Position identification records

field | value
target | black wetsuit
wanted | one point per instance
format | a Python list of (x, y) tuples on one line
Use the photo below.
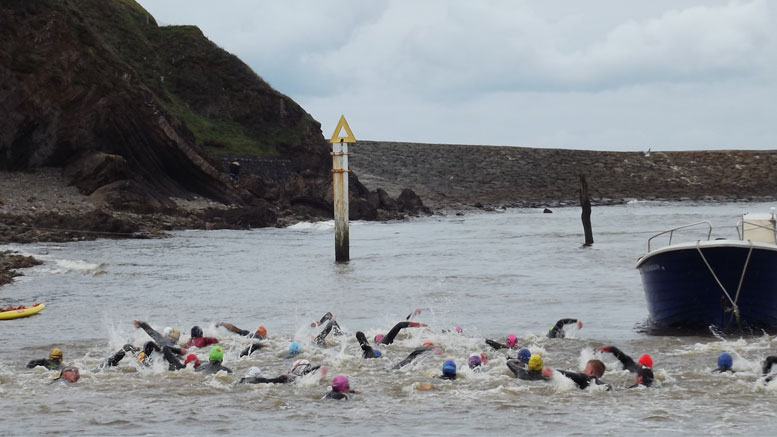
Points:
[(213, 367), (261, 380), (628, 363), (521, 372), (496, 345), (557, 331), (49, 364), (255, 346), (582, 380), (367, 350), (339, 395), (114, 359), (413, 355)]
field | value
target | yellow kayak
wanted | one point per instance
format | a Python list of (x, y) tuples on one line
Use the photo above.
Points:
[(24, 312)]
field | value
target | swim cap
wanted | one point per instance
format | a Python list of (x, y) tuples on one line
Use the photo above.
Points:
[(340, 383), (535, 362), (449, 368), (253, 372), (70, 374), (725, 360), (55, 354), (216, 353), (299, 367), (191, 358), (474, 360)]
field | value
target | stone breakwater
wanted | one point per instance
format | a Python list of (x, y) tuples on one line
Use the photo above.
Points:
[(449, 176)]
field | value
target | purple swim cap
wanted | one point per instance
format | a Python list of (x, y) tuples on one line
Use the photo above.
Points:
[(340, 383)]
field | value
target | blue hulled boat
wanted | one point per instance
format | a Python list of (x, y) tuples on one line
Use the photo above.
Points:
[(720, 282)]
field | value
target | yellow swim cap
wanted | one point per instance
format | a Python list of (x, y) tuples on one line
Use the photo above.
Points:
[(55, 354), (535, 362)]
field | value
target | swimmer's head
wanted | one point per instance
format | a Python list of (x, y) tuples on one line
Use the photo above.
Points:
[(253, 372), (449, 368), (535, 362), (70, 374), (191, 358), (725, 360), (174, 335), (340, 383), (216, 354), (299, 367), (646, 360), (295, 348), (55, 354)]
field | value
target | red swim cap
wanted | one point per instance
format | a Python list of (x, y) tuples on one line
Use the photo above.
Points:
[(646, 361)]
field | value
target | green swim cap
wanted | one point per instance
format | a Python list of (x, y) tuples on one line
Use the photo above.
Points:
[(216, 353)]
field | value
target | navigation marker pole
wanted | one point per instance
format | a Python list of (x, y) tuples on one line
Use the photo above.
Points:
[(340, 172)]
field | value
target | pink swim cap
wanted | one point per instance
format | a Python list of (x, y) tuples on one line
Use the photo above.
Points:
[(340, 383)]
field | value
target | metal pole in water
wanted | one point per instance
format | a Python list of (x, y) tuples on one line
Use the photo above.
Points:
[(340, 187)]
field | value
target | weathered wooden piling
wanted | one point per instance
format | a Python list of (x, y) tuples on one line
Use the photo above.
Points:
[(340, 188), (585, 203)]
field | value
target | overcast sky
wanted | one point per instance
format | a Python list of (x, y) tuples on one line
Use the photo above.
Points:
[(594, 74)]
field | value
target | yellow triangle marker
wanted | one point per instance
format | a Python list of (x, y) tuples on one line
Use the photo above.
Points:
[(342, 124)]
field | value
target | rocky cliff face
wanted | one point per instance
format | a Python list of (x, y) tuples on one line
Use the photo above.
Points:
[(134, 111)]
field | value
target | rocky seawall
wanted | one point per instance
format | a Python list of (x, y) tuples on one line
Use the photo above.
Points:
[(449, 176)]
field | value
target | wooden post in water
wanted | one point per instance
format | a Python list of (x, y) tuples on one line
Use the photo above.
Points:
[(585, 203), (340, 188)]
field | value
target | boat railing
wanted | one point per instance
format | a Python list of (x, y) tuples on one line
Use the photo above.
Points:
[(741, 230), (672, 231)]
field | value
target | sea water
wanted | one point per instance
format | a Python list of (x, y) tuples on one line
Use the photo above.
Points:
[(514, 271)]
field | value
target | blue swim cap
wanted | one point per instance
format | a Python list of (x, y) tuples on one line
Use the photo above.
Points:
[(449, 368), (725, 360), (524, 355)]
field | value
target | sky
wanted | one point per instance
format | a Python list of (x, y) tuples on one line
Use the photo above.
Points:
[(596, 74)]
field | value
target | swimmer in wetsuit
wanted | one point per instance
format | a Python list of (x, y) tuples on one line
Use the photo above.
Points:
[(531, 371), (510, 342), (725, 361), (389, 338), (557, 331), (54, 362), (216, 356), (594, 370), (341, 389), (427, 347), (254, 376)]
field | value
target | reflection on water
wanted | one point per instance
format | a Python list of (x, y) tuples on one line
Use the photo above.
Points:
[(492, 274)]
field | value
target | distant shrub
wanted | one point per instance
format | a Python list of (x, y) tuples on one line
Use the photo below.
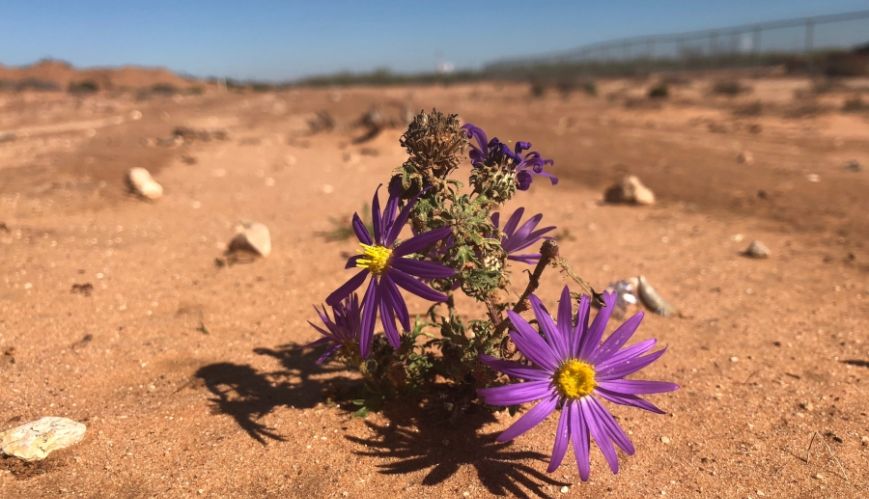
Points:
[(164, 89), (259, 86), (843, 65), (537, 89), (753, 109), (37, 84), (83, 87), (659, 90), (729, 88)]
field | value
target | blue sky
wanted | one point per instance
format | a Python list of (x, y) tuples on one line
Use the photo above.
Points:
[(284, 40)]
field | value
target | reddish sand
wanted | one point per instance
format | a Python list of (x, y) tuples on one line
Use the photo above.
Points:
[(190, 376)]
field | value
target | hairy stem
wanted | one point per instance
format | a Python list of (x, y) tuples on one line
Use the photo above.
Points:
[(548, 253)]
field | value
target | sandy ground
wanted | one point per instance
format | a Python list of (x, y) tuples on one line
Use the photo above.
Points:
[(191, 376)]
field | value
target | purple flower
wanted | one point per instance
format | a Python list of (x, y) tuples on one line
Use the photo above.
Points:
[(389, 267), (340, 332), (517, 240), (572, 368), (494, 152)]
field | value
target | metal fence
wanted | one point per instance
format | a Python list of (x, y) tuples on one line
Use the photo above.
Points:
[(744, 43)]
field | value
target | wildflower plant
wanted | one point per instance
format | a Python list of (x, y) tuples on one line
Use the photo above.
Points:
[(435, 239)]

Instructions to follow
Copy the listing word for word, starting from its first line and stopping after the line that contains "359), (413, 355)]". Leave the pictures out of your copy.

Answer to the task
field | value
target | black wetsuit
wanted | one point per instance
format | a Python list of (x, y) tuples on one line
Use the photo below.
Points:
[(213, 367), (261, 380), (628, 363), (521, 372), (496, 345), (557, 331), (49, 364), (255, 346), (582, 380), (367, 350), (339, 395), (114, 359), (413, 355)]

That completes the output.